**Stated problem:** Which lines of the material below contain the string "Target"? Copy each of them in full, matching case exactly.

:: Input material ::

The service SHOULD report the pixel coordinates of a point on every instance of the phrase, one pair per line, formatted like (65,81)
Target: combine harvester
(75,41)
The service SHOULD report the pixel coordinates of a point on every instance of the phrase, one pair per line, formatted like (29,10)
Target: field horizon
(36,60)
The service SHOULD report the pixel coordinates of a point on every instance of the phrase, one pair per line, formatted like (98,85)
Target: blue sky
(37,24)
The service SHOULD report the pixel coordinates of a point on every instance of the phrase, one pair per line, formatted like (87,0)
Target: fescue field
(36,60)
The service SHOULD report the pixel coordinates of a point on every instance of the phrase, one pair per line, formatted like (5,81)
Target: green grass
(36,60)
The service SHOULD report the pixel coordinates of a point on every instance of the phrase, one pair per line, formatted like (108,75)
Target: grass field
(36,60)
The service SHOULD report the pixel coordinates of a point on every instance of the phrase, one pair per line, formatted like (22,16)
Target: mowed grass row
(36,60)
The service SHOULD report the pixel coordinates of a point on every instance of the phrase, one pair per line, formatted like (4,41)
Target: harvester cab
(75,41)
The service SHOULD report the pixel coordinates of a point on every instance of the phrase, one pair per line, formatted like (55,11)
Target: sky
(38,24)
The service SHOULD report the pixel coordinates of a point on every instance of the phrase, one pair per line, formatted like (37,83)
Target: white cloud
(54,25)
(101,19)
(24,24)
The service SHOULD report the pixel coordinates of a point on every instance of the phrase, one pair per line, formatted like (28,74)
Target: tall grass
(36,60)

:::
:: Input material ::

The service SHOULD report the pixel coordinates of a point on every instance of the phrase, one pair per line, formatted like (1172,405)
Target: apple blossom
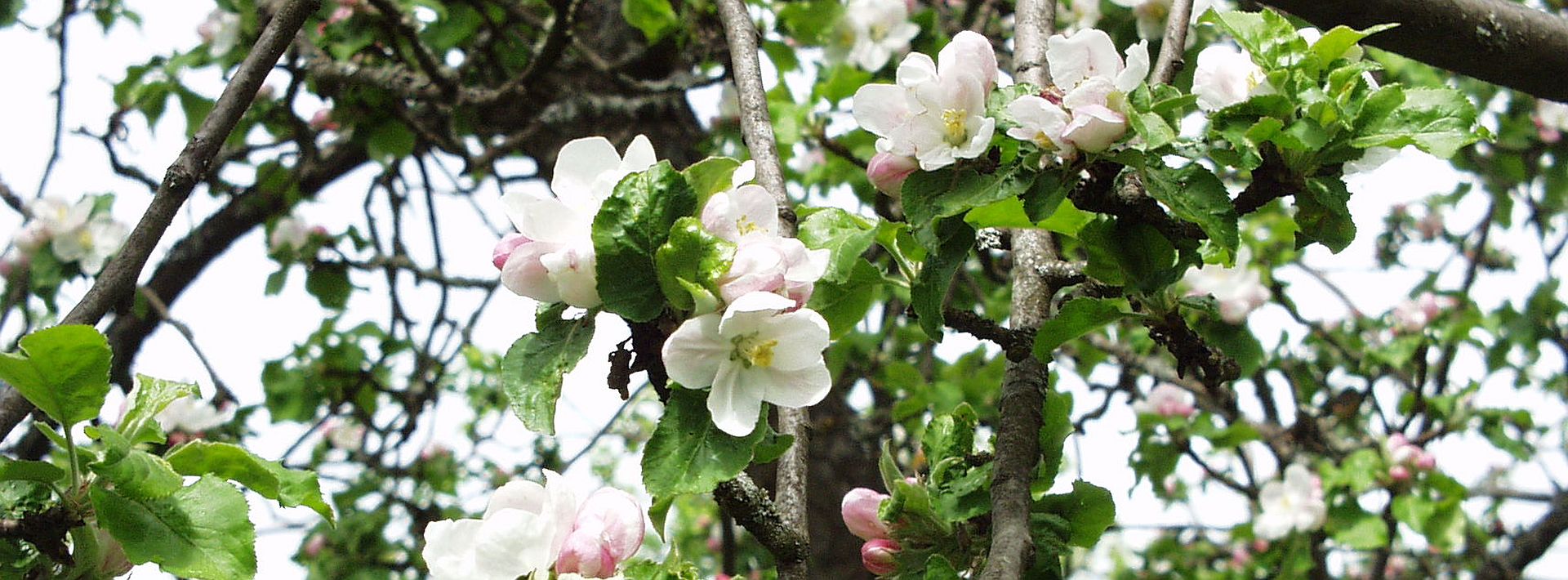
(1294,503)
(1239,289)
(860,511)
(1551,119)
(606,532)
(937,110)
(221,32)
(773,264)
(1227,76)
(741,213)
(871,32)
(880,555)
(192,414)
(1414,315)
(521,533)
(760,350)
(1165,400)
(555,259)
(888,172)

:::

**Solved exercise:**
Target: combine harvester
Target: field horizon
Target: blue sky
Target: fescue field
Target: green grass
Target: grass field
Target: mowed grass row
Target: harvester cab
Target: sky
Target: white cloud
Target: tall grass
Target: apple blossom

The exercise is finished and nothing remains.